The early believers’ fellowships Haile joined in Somalia and then later in Kenya had included only young men. More recently in Nairobi it was thrilling to see their friendship circles also include women and children.
“Families need a community to belong to,” Martha said. “I loved hearing the joyous voices of the children as part of the mix in our Nairobi home.”
He experienced the birth of the modern Somali church when the first believers were baptized in 1965, and has been part of the church ever since. “No matter what happens there, we must not forget Somalia,” Haile said.
And though admitting that the Somali church – like the country – has often been a fractured community he added, “We are a people redeemed by the grace of God in Jesus Christ our Lord.”
Other highlights of their time in East Africa included several retreats for Somali believers who came from more than a dozen countries. One such gathering included at least one person from each Somali clan.
“Something happened we had never witnessed before,” Haile said. “Persons representing each clan confessed their sins of hostility toward the other clans, and then prayed for forgiveness and reconciliation.”
At one gathering Somali believers asked forgiveness from EMM representatives for the killing of Merlin Grove, an EMM worker who had been stabbed to death in 1962 while registering students for English classes in Mogadishu.
“Heaven was touching earth as we shared in that marvelous gathering,” Haile said.
“We’re so grateful for the fifteen years God gave us in Nairobi to connect with the large Somali community.”
Although religious freedom does exist in Kenya, sharing the good news is not without risks. Haile frequently committed his life into God’s hands, remembering how God had raised him up from near death at least twice before.
“My life belongs to Christ,” he said. “Nothing that is outside his shepherding care can assail me. If my calling to be an ambassador of the gospel of reconciliation results in death, I am ready to accept that for the sake of Christ. I am captivated by the redemptive suffering love of Jesus on the cross. So death carries no fear for me.”
In the summer of 2009 when the Haile family left Nairobi for the U.S., they faced a different kind of threat – a cancer diagnosis for Haile.
But during the past year even as he faced severe health challenges and an uncertain future, Haile and Martha took time to minister to Somali communities in the United States.
In April 2010 they travelled to Kenya and Djibouti to say goodbye to the Somali fellowship and bring closure to their 15 years in East Africa.

[Dataset entries]
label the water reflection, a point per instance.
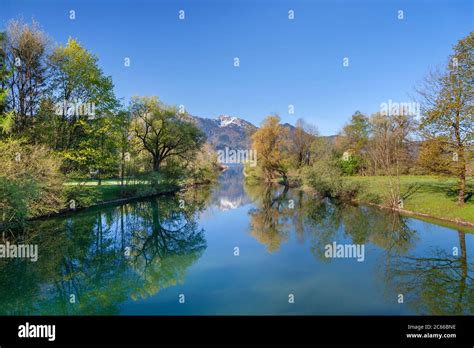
(92, 262)
(102, 260)
(437, 282)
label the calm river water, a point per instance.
(238, 249)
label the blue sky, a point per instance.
(282, 61)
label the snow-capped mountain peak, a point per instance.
(226, 120)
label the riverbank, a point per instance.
(424, 196)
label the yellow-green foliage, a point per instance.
(30, 181)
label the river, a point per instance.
(235, 249)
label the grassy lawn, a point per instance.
(89, 192)
(431, 195)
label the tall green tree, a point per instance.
(447, 106)
(162, 132)
(269, 142)
(25, 50)
(79, 90)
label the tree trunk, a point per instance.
(156, 164)
(461, 176)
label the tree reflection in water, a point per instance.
(101, 258)
(438, 283)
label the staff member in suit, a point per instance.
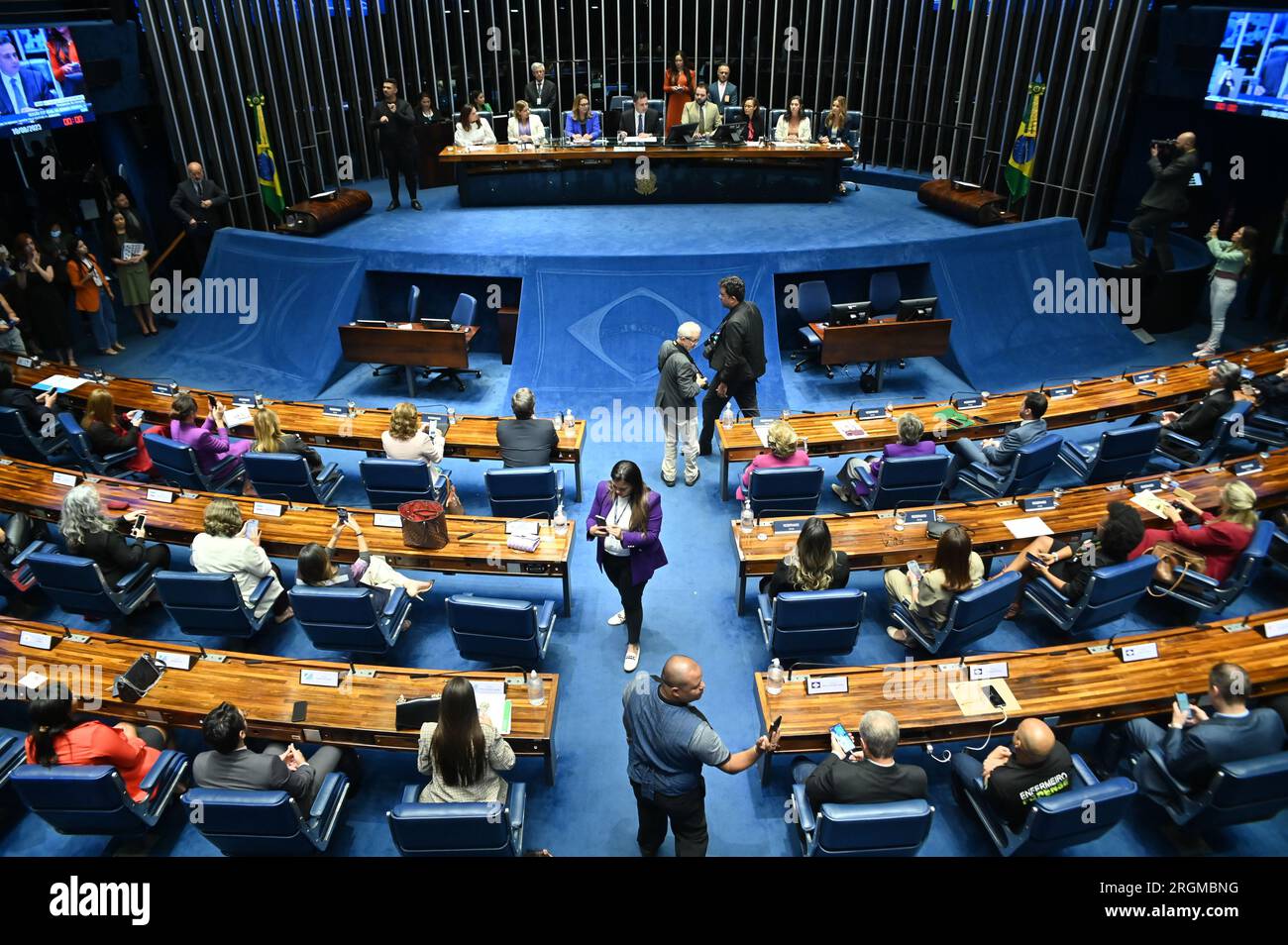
(669, 740)
(737, 355)
(196, 202)
(393, 121)
(1164, 201)
(625, 520)
(999, 454)
(722, 91)
(702, 112)
(1196, 744)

→ **Task details**
Rewrite the article's passage from "At one gathering" up to and including "least twice before.", changing "gathering" to "meeting" each time it appears. Work only from the article, nothing else.

→ **Exercise answer**
At one meeting Somali believers asked forgiveness from EMM representatives for the killing of Merlin Grove, an EMM worker who had been stabbed to death in 1962 while registering students for English classes in Mogadishu.
“Heaven was touching earth as we shared in that marvelous meeting,” Haile said.
“We’re so grateful for the fifteen years God gave us in Nairobi to connect with the large Somali community.”
Although religious freedom does exist in Kenya, sharing the good news is not without risks. Haile frequently committed his life into God’s hands, remembering how God had raised him up from near death at least twice before.